▶ [YOUR TASK]
Please output every record below exactly as written, leaving out any pictures.

▶ [INPUT DATA]
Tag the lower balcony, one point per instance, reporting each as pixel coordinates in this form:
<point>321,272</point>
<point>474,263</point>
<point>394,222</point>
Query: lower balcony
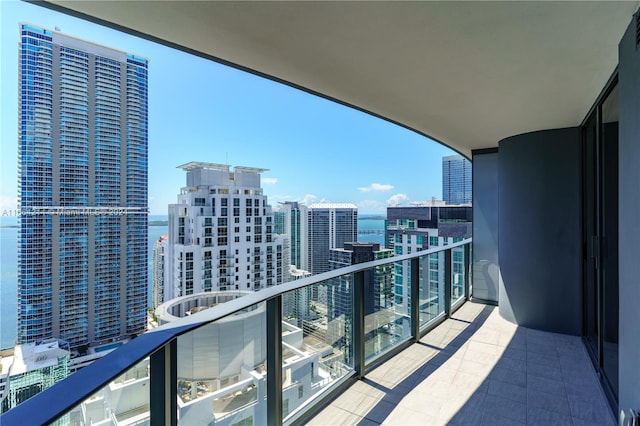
<point>477,369</point>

▶ [EXERCISE RESPONSE]
Tag the lower balcony, one point per instance, reporting each as pixel coordinates in this form:
<point>321,272</point>
<point>474,263</point>
<point>394,222</point>
Query: lower balcony
<point>477,369</point>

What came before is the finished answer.